JOBS ->
1 – Copy the passage of the blue dog-bag essay between "The Blue Bags" and "bags. But dogshit?", inclusive.
2 – Write what comes next in the essay about blue dog-waste bags, picking up after its last sentence.
— START OF QUOTED PASSAGE —
The Blue Bags

Nevada City, California

©2015 Dale Smith

 

At first, the use blue plastic bags to dispose of dog excrement deposited along the Ditch Trail seems like a good idea. Who doesn’t want a trail free of doggie-do?

Lately I’ve been wondering, with each blue bag I pass along the trail, why we bother to bag up our dog’s shit at all. After all, to put an object in a bag suggests value. Our groceries are put in bags. Gifts are put in bags. Stuff we want to keep goes in bags. But dogshit? 

I’ve used these blue bags once or twice. The first time I picked up my terrier’s turd I was struck by how warm and, in this case, firm the steaming excrement was. With a mere .006 plastic membrane separating my skin from the actual turd, the blue bag of hot shit was the perfect hand-warmer for a cold day in February. So, after enjoying a moment of warmth, I knotted the bag I went on my way, hoping I would remember to pick it up and dispose of it on my way back to the trailhead. I’m one of the lucky ones. My dog usually does her business within the first few minutes of starting our walk. This means that on the return trip I don’t have to carry the bag of shit very far. My chances of running into someone I know, or being introduced to someone I don’t know by someone I do know while holding a bag of dogshit, are mercifully slim. 

At the trailhead I open the lid of the Blue Bag receptacle and notice maybe twenty or thirty bags of doggie-do already in there. I drop mine in, there it goes, not my problem anymore. I wonder why the container has to be so strong. Is there concern that bears will destroy it in their frenzy to get at the bags of shit? “Hey, Bruno, look at all these bags of shit! Sweet!”
— END OF QUOTED PASSAGE —
— START OF RECORD SET —
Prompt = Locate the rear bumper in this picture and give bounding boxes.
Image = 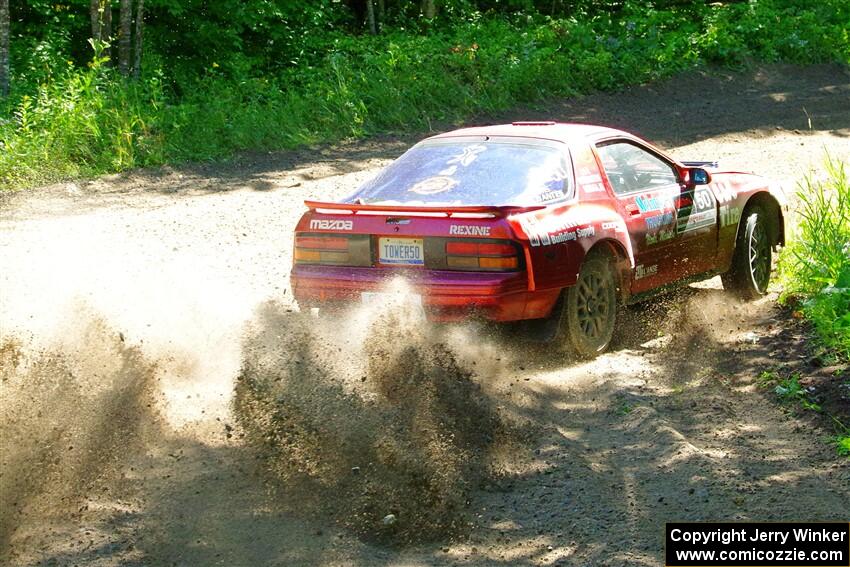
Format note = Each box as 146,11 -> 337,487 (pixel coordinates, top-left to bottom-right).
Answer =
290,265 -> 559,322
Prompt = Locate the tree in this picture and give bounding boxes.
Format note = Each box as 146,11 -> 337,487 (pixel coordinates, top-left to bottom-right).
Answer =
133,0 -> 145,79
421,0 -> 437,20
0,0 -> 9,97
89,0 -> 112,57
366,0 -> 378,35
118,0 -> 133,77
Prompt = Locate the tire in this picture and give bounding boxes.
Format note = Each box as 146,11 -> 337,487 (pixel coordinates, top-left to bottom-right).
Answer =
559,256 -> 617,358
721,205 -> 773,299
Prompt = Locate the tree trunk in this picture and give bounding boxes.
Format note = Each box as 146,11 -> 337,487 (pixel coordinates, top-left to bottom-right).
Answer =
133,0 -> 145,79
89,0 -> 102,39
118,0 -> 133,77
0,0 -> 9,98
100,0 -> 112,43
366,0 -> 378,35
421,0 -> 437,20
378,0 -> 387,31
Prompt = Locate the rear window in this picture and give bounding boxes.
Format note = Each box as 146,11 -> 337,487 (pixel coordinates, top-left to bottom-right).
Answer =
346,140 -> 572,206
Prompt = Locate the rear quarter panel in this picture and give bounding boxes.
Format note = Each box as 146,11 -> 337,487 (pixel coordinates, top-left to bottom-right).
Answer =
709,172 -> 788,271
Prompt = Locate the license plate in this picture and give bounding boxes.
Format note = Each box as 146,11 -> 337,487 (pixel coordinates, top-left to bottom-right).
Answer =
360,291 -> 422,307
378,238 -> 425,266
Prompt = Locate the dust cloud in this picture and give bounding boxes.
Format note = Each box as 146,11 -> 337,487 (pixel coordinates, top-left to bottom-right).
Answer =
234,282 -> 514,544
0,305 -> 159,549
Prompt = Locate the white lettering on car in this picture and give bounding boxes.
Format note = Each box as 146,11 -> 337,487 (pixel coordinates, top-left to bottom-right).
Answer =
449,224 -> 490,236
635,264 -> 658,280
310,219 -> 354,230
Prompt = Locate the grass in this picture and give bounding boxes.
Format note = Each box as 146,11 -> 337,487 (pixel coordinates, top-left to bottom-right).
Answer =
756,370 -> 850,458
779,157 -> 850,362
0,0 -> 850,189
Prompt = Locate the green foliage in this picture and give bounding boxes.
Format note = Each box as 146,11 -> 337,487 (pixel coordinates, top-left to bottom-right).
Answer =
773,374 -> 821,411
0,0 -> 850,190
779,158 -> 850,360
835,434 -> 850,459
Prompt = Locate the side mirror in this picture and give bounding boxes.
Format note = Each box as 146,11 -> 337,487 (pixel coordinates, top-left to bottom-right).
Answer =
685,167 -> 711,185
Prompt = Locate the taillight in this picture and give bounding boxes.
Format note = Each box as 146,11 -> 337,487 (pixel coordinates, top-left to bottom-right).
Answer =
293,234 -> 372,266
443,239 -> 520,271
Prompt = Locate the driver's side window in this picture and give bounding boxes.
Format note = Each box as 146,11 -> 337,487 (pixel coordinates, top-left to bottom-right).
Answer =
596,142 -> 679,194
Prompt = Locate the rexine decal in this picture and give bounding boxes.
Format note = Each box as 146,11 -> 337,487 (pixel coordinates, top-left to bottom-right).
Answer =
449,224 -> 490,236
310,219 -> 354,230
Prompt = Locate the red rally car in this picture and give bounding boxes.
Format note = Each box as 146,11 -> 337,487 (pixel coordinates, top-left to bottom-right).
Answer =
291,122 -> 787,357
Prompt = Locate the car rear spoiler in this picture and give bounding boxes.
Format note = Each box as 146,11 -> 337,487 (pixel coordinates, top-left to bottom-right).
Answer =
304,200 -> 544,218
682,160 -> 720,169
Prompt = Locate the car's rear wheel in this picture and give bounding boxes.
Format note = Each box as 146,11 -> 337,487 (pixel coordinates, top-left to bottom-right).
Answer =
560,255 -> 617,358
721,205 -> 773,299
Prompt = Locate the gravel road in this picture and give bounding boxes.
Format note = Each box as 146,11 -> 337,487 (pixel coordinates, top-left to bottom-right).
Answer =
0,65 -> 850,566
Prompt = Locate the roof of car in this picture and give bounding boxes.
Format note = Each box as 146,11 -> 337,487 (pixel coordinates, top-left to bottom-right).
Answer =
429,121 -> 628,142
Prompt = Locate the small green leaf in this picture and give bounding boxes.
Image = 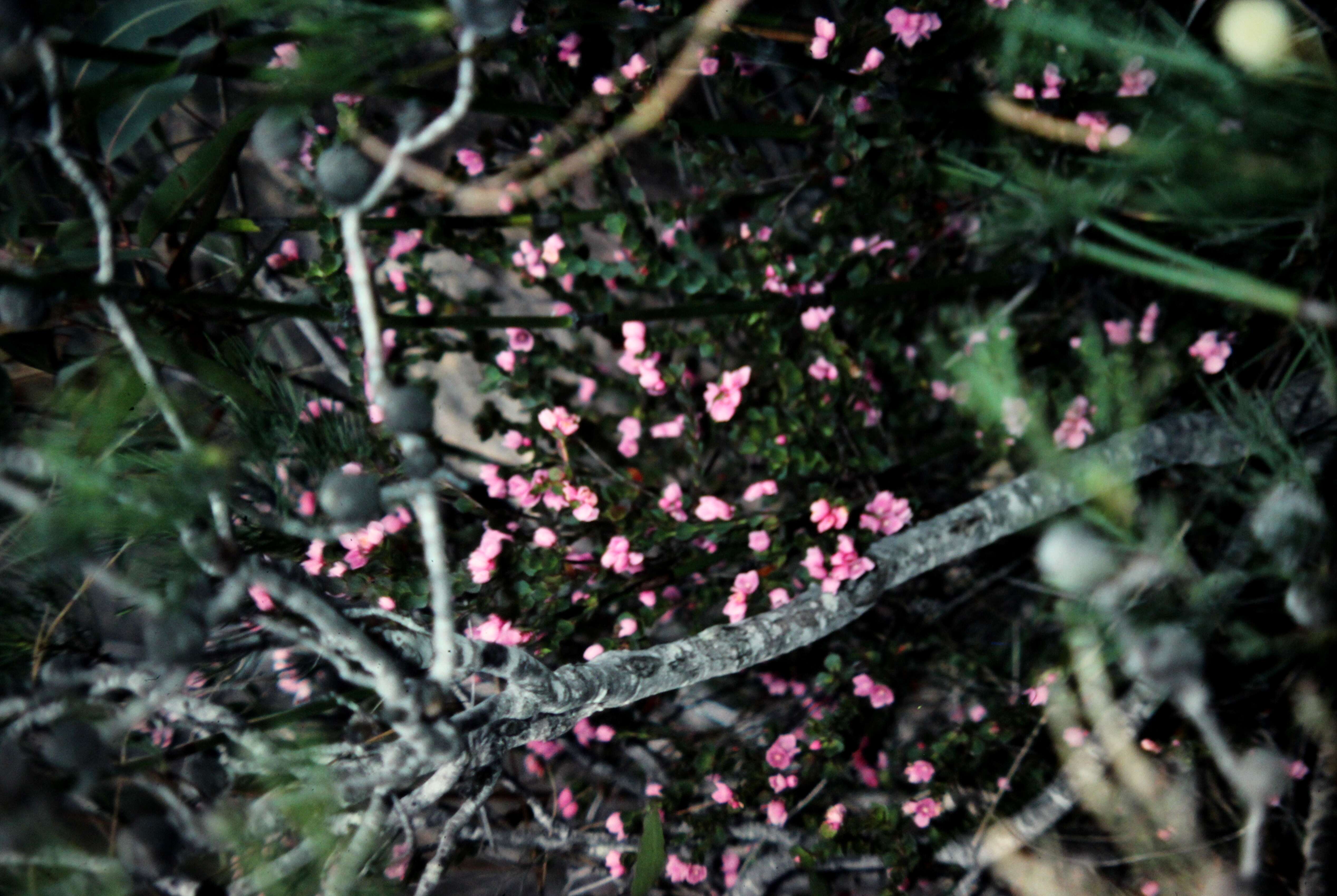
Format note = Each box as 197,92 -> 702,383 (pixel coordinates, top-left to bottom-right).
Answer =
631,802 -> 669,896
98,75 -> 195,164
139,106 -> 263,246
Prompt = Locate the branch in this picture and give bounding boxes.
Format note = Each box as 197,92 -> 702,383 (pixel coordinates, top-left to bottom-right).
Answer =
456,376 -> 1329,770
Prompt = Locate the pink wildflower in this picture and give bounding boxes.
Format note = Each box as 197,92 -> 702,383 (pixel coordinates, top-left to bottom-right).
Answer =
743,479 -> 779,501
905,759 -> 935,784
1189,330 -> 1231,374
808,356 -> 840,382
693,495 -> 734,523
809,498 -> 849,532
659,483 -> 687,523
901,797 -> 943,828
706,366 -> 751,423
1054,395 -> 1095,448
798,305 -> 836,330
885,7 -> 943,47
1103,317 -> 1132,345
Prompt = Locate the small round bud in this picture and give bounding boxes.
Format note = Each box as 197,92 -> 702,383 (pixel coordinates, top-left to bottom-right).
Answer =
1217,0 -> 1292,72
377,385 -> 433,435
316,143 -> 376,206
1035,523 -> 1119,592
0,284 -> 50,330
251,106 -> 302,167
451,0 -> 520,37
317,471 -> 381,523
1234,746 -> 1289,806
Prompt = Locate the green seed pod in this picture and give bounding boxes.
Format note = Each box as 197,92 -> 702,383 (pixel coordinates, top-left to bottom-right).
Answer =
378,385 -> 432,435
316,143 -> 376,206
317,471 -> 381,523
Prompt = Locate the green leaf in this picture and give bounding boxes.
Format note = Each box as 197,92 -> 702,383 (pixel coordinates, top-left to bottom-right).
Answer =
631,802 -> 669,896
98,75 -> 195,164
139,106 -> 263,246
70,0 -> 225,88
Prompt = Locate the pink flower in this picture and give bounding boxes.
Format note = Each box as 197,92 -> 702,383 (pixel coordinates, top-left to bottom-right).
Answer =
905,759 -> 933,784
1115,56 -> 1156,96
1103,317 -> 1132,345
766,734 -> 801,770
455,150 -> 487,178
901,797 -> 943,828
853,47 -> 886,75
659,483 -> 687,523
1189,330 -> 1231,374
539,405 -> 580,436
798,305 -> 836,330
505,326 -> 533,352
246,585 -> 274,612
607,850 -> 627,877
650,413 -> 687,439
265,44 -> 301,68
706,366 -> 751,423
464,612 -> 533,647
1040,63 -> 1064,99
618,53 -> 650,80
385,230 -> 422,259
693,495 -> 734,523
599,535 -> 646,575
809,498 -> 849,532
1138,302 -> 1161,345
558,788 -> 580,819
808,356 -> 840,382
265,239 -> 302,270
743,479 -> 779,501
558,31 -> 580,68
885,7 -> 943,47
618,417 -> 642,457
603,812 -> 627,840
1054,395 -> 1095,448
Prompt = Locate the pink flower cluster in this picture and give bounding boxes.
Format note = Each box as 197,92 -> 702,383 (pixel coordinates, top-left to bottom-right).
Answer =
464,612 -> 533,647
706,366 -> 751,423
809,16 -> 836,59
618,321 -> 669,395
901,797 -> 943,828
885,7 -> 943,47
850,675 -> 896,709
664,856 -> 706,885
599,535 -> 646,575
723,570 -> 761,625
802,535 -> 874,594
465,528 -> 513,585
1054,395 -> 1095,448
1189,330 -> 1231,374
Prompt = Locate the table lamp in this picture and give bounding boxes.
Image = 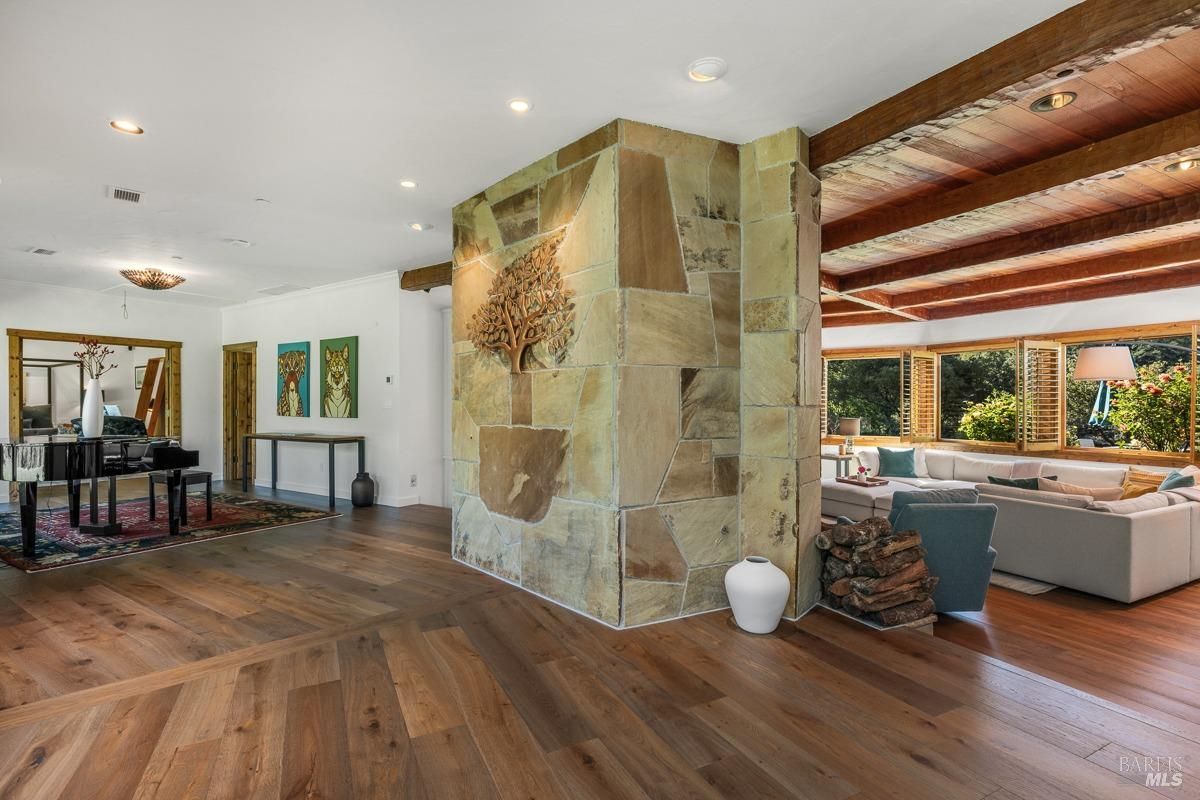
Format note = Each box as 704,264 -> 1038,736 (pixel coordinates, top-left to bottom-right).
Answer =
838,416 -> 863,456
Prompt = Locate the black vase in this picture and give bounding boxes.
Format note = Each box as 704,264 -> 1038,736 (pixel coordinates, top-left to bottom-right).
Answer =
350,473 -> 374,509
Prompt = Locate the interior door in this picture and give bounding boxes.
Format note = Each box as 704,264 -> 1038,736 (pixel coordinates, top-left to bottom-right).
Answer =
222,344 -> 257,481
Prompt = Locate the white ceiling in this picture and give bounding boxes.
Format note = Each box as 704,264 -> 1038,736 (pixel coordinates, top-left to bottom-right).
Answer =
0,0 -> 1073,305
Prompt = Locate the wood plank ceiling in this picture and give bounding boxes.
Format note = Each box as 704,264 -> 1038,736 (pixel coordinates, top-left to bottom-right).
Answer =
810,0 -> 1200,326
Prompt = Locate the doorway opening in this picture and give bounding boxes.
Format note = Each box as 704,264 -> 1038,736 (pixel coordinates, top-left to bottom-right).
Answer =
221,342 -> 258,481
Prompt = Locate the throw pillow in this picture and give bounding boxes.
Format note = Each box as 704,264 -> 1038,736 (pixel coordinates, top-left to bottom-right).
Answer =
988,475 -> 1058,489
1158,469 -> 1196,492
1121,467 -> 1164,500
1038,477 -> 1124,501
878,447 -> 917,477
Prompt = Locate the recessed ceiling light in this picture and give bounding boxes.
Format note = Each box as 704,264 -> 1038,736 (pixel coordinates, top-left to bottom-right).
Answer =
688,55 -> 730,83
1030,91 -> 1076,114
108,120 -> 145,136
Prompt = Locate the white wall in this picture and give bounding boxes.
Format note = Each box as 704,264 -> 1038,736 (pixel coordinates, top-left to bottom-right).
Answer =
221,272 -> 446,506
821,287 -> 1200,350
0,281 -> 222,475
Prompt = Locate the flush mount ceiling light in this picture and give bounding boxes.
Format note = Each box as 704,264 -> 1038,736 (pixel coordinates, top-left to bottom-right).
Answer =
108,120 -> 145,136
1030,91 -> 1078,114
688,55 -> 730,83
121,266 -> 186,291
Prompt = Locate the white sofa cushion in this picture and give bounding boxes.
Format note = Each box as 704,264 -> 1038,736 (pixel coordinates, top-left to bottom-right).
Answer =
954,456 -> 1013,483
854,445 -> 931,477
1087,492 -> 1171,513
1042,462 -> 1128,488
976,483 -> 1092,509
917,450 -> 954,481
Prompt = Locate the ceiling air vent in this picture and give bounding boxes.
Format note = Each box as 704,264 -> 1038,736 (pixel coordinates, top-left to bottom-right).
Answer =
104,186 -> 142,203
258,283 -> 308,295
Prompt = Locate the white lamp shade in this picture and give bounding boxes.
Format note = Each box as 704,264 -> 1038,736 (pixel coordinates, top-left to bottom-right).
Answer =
— END OF RECORD SET —
RESPONSES BY TASK ->
1 –
The Blue Bags

Nevada City, California

©2015 Dale Smith

 

At first, the use blue plastic bags to dispose of dog excrement deposited along the Ditch Trail seems like a good idea. Who doesn’t want a trail free of doggie-do?

Lately I’ve been wondering, with each blue bag I pass along the trail, why we bother to bag up our dog’s shit at all. After all, to put an object in a bag suggests value. Our groceries are put in bags. Gifts are put in bags. Stuff we want to keep goes in bags. But dogshit?

2 –
I wonder what happens to these bags of shit once they are picked up. Probably they are taken to the transfer station out on McCourtney and eventually carted off to some landfill. I mean, what else could happen to them? Does someone burn them in a fifty-gallon drum in their backyard? How gross would that be? Not to mention environmentally unfriendly.

In the landfill these plastic bags of shit will still be plastic bags of shit in ten years. In 100 years. In 1,000 years. For eternity. Can you imagine some archeologist of the future sifting through the ruins of our civilization and discovering a vein of these plastic bags? “Man, these folks were into some weird stuff, Bob… what were they thinking, bagging up all this crap?” “Ohhhh, man, I just poked a hole in one,” says his co-worker. “Shit!”   

I no longer bag shit. No, it just doesn’t make sense to me, anymore. What I do is kick shit. Yes, I’m a shit-kicker and proud of it. Through trial and some pretty disgusting error, I’ve developed dependable techniques that allow me to launch turds–using nothing but the bottom of my shoe and the pendulum swing of my leg–fifteen or twenty feet into the forest. What’s the point? you might say. I challenge anyone to bring me a dog turd found in the vicinity of the trail that is more than a year old. When a turd is kicked into the forest in its natural, organic state, it becomes part of the forest. It decays. Organisms that help break it down attack it. Nutrients are released into the soil. The kicked shit becomes one with the ecosystem, while the bagged turd becomes nothing at all, just another piece of crap in the landfill. 

So, the next time you bend over to pick up a warm turd with your plastic-wrapped hand, ask yourself: “Is this shit really necessary? Am I doing the right thing? Or does it just seem like I’m doing the right thing?”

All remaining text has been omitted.